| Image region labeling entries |
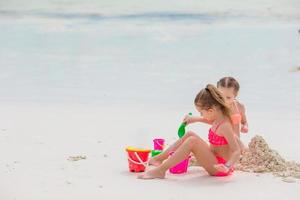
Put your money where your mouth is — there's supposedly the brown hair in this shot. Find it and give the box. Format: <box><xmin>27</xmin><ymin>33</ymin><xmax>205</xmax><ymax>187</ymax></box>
<box><xmin>217</xmin><ymin>76</ymin><xmax>240</xmax><ymax>94</ymax></box>
<box><xmin>194</xmin><ymin>84</ymin><xmax>230</xmax><ymax>119</ymax></box>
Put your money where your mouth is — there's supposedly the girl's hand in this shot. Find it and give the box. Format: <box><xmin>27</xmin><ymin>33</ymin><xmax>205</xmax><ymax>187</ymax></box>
<box><xmin>183</xmin><ymin>115</ymin><xmax>195</xmax><ymax>125</ymax></box>
<box><xmin>214</xmin><ymin>164</ymin><xmax>230</xmax><ymax>173</ymax></box>
<box><xmin>241</xmin><ymin>125</ymin><xmax>248</xmax><ymax>133</ymax></box>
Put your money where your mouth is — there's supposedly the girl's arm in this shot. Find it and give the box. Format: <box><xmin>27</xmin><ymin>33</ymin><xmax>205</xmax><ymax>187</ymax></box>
<box><xmin>215</xmin><ymin>123</ymin><xmax>241</xmax><ymax>172</ymax></box>
<box><xmin>183</xmin><ymin>115</ymin><xmax>212</xmax><ymax>124</ymax></box>
<box><xmin>240</xmin><ymin>103</ymin><xmax>248</xmax><ymax>133</ymax></box>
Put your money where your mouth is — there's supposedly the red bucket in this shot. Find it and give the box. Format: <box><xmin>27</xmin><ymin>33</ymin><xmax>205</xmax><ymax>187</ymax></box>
<box><xmin>126</xmin><ymin>147</ymin><xmax>151</xmax><ymax>172</ymax></box>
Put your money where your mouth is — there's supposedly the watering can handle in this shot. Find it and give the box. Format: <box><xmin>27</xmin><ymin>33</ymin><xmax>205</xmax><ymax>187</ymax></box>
<box><xmin>128</xmin><ymin>152</ymin><xmax>148</xmax><ymax>167</ymax></box>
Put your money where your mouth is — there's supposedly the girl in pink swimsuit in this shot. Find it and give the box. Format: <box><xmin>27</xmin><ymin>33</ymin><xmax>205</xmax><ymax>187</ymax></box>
<box><xmin>138</xmin><ymin>85</ymin><xmax>240</xmax><ymax>179</ymax></box>
<box><xmin>217</xmin><ymin>77</ymin><xmax>248</xmax><ymax>151</ymax></box>
<box><xmin>183</xmin><ymin>77</ymin><xmax>248</xmax><ymax>152</ymax></box>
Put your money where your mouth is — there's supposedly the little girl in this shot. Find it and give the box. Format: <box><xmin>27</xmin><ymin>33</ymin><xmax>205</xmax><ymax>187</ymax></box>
<box><xmin>138</xmin><ymin>85</ymin><xmax>240</xmax><ymax>179</ymax></box>
<box><xmin>217</xmin><ymin>77</ymin><xmax>248</xmax><ymax>151</ymax></box>
<box><xmin>183</xmin><ymin>77</ymin><xmax>248</xmax><ymax>152</ymax></box>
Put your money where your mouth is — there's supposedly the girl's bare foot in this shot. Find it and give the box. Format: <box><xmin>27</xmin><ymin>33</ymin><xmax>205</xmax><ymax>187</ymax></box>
<box><xmin>149</xmin><ymin>157</ymin><xmax>162</xmax><ymax>167</ymax></box>
<box><xmin>138</xmin><ymin>168</ymin><xmax>166</xmax><ymax>179</ymax></box>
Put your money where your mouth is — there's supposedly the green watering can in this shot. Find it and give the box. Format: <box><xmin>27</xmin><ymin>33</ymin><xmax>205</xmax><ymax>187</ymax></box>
<box><xmin>178</xmin><ymin>113</ymin><xmax>192</xmax><ymax>138</ymax></box>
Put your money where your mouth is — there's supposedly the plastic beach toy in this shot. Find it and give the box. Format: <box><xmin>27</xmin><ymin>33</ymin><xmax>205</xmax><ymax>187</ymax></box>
<box><xmin>178</xmin><ymin>113</ymin><xmax>192</xmax><ymax>138</ymax></box>
<box><xmin>151</xmin><ymin>150</ymin><xmax>162</xmax><ymax>157</ymax></box>
<box><xmin>153</xmin><ymin>138</ymin><xmax>165</xmax><ymax>151</ymax></box>
<box><xmin>169</xmin><ymin>152</ymin><xmax>191</xmax><ymax>174</ymax></box>
<box><xmin>126</xmin><ymin>147</ymin><xmax>151</xmax><ymax>172</ymax></box>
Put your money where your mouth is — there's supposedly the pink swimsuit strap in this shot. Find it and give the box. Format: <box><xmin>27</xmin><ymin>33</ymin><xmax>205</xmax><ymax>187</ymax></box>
<box><xmin>208</xmin><ymin>121</ymin><xmax>228</xmax><ymax>146</ymax></box>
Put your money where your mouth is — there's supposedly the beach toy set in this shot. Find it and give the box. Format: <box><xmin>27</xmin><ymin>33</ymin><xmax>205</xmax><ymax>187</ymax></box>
<box><xmin>126</xmin><ymin>138</ymin><xmax>165</xmax><ymax>172</ymax></box>
<box><xmin>151</xmin><ymin>138</ymin><xmax>165</xmax><ymax>157</ymax></box>
<box><xmin>126</xmin><ymin>147</ymin><xmax>151</xmax><ymax>172</ymax></box>
<box><xmin>126</xmin><ymin>138</ymin><xmax>191</xmax><ymax>174</ymax></box>
<box><xmin>126</xmin><ymin>113</ymin><xmax>192</xmax><ymax>174</ymax></box>
<box><xmin>178</xmin><ymin>113</ymin><xmax>192</xmax><ymax>138</ymax></box>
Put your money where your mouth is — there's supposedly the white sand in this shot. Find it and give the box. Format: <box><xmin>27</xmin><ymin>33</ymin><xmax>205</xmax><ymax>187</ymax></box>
<box><xmin>0</xmin><ymin>104</ymin><xmax>300</xmax><ymax>200</ymax></box>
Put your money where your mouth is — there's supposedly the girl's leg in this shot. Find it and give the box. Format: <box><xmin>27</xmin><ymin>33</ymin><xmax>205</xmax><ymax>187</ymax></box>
<box><xmin>138</xmin><ymin>136</ymin><xmax>217</xmax><ymax>179</ymax></box>
<box><xmin>149</xmin><ymin>131</ymin><xmax>200</xmax><ymax>166</ymax></box>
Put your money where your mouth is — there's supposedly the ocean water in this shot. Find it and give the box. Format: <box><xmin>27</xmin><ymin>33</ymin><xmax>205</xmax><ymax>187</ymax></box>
<box><xmin>0</xmin><ymin>0</ymin><xmax>300</xmax><ymax>115</ymax></box>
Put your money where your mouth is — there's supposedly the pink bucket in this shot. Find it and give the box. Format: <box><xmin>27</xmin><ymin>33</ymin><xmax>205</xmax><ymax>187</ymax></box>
<box><xmin>153</xmin><ymin>138</ymin><xmax>165</xmax><ymax>151</ymax></box>
<box><xmin>169</xmin><ymin>152</ymin><xmax>191</xmax><ymax>174</ymax></box>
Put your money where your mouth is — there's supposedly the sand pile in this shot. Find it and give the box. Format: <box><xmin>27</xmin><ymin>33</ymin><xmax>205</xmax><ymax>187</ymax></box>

| To do |
Can you print all of the material above again, with every line kept as it is but the pictures left out?

| Reply |
Put your money where your mouth is — there's supposedly the brown hair in this shot. Find it and give the box. Format: <box><xmin>27</xmin><ymin>33</ymin><xmax>205</xmax><ymax>187</ymax></box>
<box><xmin>217</xmin><ymin>76</ymin><xmax>240</xmax><ymax>94</ymax></box>
<box><xmin>194</xmin><ymin>84</ymin><xmax>230</xmax><ymax>119</ymax></box>
Put your money where your mouth is — there's supposedly the girl's hand in this shot. Find it and give the box. Format: <box><xmin>27</xmin><ymin>33</ymin><xmax>205</xmax><ymax>187</ymax></box>
<box><xmin>183</xmin><ymin>115</ymin><xmax>195</xmax><ymax>125</ymax></box>
<box><xmin>214</xmin><ymin>164</ymin><xmax>230</xmax><ymax>173</ymax></box>
<box><xmin>241</xmin><ymin>125</ymin><xmax>248</xmax><ymax>133</ymax></box>
Put your money where your mouth is — there's supposedly the girl's arm in this shot. Find it and give the box. Format: <box><xmin>27</xmin><ymin>33</ymin><xmax>205</xmax><ymax>187</ymax></box>
<box><xmin>215</xmin><ymin>123</ymin><xmax>241</xmax><ymax>172</ymax></box>
<box><xmin>183</xmin><ymin>115</ymin><xmax>212</xmax><ymax>124</ymax></box>
<box><xmin>240</xmin><ymin>103</ymin><xmax>248</xmax><ymax>133</ymax></box>
Put your money where your mouth is — there's supposedly the red bucket in this shot. Find it and give the box. Format: <box><xmin>27</xmin><ymin>33</ymin><xmax>205</xmax><ymax>187</ymax></box>
<box><xmin>126</xmin><ymin>147</ymin><xmax>151</xmax><ymax>172</ymax></box>
Put your money where your mouth is — there's supposedly the watering can handle in this shot. Find it and give the box. Format: <box><xmin>27</xmin><ymin>33</ymin><xmax>205</xmax><ymax>187</ymax></box>
<box><xmin>128</xmin><ymin>152</ymin><xmax>148</xmax><ymax>167</ymax></box>
Put your money where your mouth is — there's supposedly the girl in pink swimsuit in this shot. Find it and give the box. Format: <box><xmin>27</xmin><ymin>33</ymin><xmax>205</xmax><ymax>187</ymax></box>
<box><xmin>138</xmin><ymin>85</ymin><xmax>240</xmax><ymax>179</ymax></box>
<box><xmin>217</xmin><ymin>77</ymin><xmax>248</xmax><ymax>151</ymax></box>
<box><xmin>183</xmin><ymin>77</ymin><xmax>248</xmax><ymax>152</ymax></box>
Put your money where your mouth is — there's supposedly the little girl in this shot. Find it and give the box. Format: <box><xmin>27</xmin><ymin>33</ymin><xmax>205</xmax><ymax>187</ymax></box>
<box><xmin>138</xmin><ymin>85</ymin><xmax>240</xmax><ymax>179</ymax></box>
<box><xmin>217</xmin><ymin>77</ymin><xmax>248</xmax><ymax>151</ymax></box>
<box><xmin>183</xmin><ymin>77</ymin><xmax>248</xmax><ymax>152</ymax></box>
Put your money where your mouth is — there's supposedly the girl's bare foot in this shot. Find it and give the box. Format: <box><xmin>27</xmin><ymin>33</ymin><xmax>205</xmax><ymax>187</ymax></box>
<box><xmin>149</xmin><ymin>157</ymin><xmax>162</xmax><ymax>167</ymax></box>
<box><xmin>138</xmin><ymin>168</ymin><xmax>166</xmax><ymax>179</ymax></box>
Put your money where your mouth is — there's supposedly the green watering can in this shot. Find it and give the box. Format: <box><xmin>27</xmin><ymin>33</ymin><xmax>205</xmax><ymax>187</ymax></box>
<box><xmin>178</xmin><ymin>113</ymin><xmax>192</xmax><ymax>138</ymax></box>
Put your money where your mouth is — there's supposedly the plastic beach toy in this shot. Find it and give the box. Format: <box><xmin>27</xmin><ymin>33</ymin><xmax>205</xmax><ymax>187</ymax></box>
<box><xmin>178</xmin><ymin>113</ymin><xmax>192</xmax><ymax>138</ymax></box>
<box><xmin>151</xmin><ymin>150</ymin><xmax>162</xmax><ymax>157</ymax></box>
<box><xmin>153</xmin><ymin>138</ymin><xmax>165</xmax><ymax>151</ymax></box>
<box><xmin>169</xmin><ymin>152</ymin><xmax>191</xmax><ymax>174</ymax></box>
<box><xmin>126</xmin><ymin>147</ymin><xmax>151</xmax><ymax>172</ymax></box>
Put your money where your mouth is — there's supposedly the pink swimsuit strap in this shot. Find it and give the box. Format: <box><xmin>27</xmin><ymin>33</ymin><xmax>205</xmax><ymax>187</ymax></box>
<box><xmin>208</xmin><ymin>121</ymin><xmax>228</xmax><ymax>146</ymax></box>
Put your money where your mouth is — there's supposedly the beach toy set in this shot. Find it and give the box. Format: <box><xmin>27</xmin><ymin>33</ymin><xmax>205</xmax><ymax>187</ymax></box>
<box><xmin>126</xmin><ymin>138</ymin><xmax>165</xmax><ymax>172</ymax></box>
<box><xmin>151</xmin><ymin>138</ymin><xmax>165</xmax><ymax>157</ymax></box>
<box><xmin>126</xmin><ymin>147</ymin><xmax>151</xmax><ymax>172</ymax></box>
<box><xmin>126</xmin><ymin>138</ymin><xmax>191</xmax><ymax>174</ymax></box>
<box><xmin>126</xmin><ymin>113</ymin><xmax>192</xmax><ymax>174</ymax></box>
<box><xmin>178</xmin><ymin>113</ymin><xmax>192</xmax><ymax>138</ymax></box>
Put your money where your mouth is — there's supposedly the white sand in this shot. Find it and give the box. Format: <box><xmin>27</xmin><ymin>33</ymin><xmax>205</xmax><ymax>187</ymax></box>
<box><xmin>0</xmin><ymin>104</ymin><xmax>300</xmax><ymax>200</ymax></box>
Put your money where your mouth is — there's supposedly the girl's leg in this shot. Find it and give the box. Format: <box><xmin>27</xmin><ymin>33</ymin><xmax>205</xmax><ymax>187</ymax></box>
<box><xmin>138</xmin><ymin>136</ymin><xmax>217</xmax><ymax>179</ymax></box>
<box><xmin>149</xmin><ymin>131</ymin><xmax>200</xmax><ymax>166</ymax></box>
Put your money where your mouth is — there's supposedly the ocean water in this shot. Find it and give the box. Format: <box><xmin>27</xmin><ymin>33</ymin><xmax>205</xmax><ymax>187</ymax></box>
<box><xmin>0</xmin><ymin>0</ymin><xmax>300</xmax><ymax>115</ymax></box>
Put your money where your mouth is — there's supposedly the pink bucket in this shot. Find it and give the box. Format: <box><xmin>27</xmin><ymin>33</ymin><xmax>205</xmax><ymax>187</ymax></box>
<box><xmin>153</xmin><ymin>138</ymin><xmax>165</xmax><ymax>151</ymax></box>
<box><xmin>169</xmin><ymin>152</ymin><xmax>191</xmax><ymax>174</ymax></box>
Put your money where your mouth is — there's supposedly the sand pile in this shot. Find it and give the box. Format: <box><xmin>27</xmin><ymin>33</ymin><xmax>205</xmax><ymax>187</ymax></box>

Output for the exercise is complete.